• _TEXT FOR ANALYSIS_
*-*-*
Kaiser: No, I think it’s really interesting, this point that you raised. I’d said in my little intro about how, “Familiarity seems to breed contempt,” as the old saying goes. But similarity also seems to breed contempt. It’s interesting that the more alike they are, the less they seem to be able to get along. I do think that’s a great insight.

Also, I’m glad I confirmed that was, I suppose, an anonymous cameo. I’m quoted in there anonymously, but you just confirmed for me. I suspected that was probably me in there, back when you were writing that book.

Let’s take a little detour from China and come back to China. But I want to talk to you because I mean obviously you published your book at the end of 2021, a few months before Vladimir Putin sent his armies into Ukraine on February 24. That’s been a topic that I’ve talked about an awful lot, but I wanted to see how you treated that. With a new paperback coming out this summer, you had the opportunity to write a new preface for the book. You were kind enough to share that with me, and I thought it was really great that you were able to do that. Maybe we can talk a little bit about how the war in Ukraine fits into the book. Was this conflict also a story of connectivity gone wrong? Was it also a manifestation of the dark side of connectivity?
*-*-*
(Collection entries)
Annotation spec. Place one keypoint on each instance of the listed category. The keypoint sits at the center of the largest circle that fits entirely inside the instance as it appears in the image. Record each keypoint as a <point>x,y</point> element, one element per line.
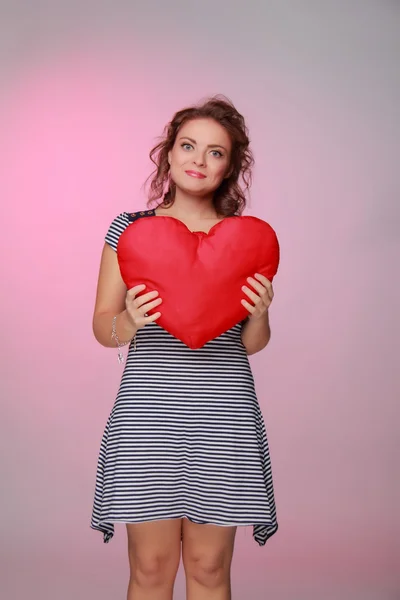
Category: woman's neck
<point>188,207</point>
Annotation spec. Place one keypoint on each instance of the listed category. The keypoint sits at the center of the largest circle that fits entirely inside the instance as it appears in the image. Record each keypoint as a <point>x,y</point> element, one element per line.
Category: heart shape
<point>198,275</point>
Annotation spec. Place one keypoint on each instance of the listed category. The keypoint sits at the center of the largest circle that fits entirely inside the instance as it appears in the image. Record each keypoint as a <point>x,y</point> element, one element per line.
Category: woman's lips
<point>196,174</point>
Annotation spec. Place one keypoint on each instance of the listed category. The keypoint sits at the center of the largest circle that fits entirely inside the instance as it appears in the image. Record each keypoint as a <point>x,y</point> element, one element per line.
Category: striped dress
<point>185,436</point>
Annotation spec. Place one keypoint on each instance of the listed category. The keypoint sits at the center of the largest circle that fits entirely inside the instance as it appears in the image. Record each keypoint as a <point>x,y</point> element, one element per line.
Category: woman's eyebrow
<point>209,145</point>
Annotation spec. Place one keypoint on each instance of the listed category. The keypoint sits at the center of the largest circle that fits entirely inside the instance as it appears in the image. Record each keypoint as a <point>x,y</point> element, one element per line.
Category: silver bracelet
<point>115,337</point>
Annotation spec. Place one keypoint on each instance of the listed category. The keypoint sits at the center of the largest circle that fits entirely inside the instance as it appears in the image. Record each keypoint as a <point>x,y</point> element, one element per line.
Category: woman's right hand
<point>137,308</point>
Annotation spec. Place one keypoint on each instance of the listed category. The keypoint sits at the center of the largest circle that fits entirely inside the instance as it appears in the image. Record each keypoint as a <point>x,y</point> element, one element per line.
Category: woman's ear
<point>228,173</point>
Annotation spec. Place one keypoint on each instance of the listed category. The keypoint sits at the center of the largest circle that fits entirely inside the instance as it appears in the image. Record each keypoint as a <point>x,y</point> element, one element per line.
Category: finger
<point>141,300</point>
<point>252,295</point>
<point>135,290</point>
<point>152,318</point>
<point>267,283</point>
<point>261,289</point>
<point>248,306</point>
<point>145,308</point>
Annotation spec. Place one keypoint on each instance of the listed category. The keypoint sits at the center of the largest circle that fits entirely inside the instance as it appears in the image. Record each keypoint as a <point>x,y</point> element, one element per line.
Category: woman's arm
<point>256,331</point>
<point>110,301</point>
*-*-*
• _WHAT YOU NEED TO DO_
(1) Answer these questions using the interview excerpt:
(a) What old saying does Kaiser say he quoted in his intro?
(b) On what date did Vladimir Putin send his armies into Ukraine?
(c) What did the new paperback give the author the opportunity to write?
(2) According to the interview excerpt, why does Kaiser want to see how the book treats the war in Ukraine?

• _ANSWERS BY TASK_
(1)
(a) "Familiarity seems to breed contempt."
(b) February 24.
(c) A new preface for the book.

(2) The book came out at the end of 2021, a few months before Vladimir Putin sent his armies into Ukraine, and Kaiser has talked about that war a lot. The new paperback gave the author the chance to write a new preface.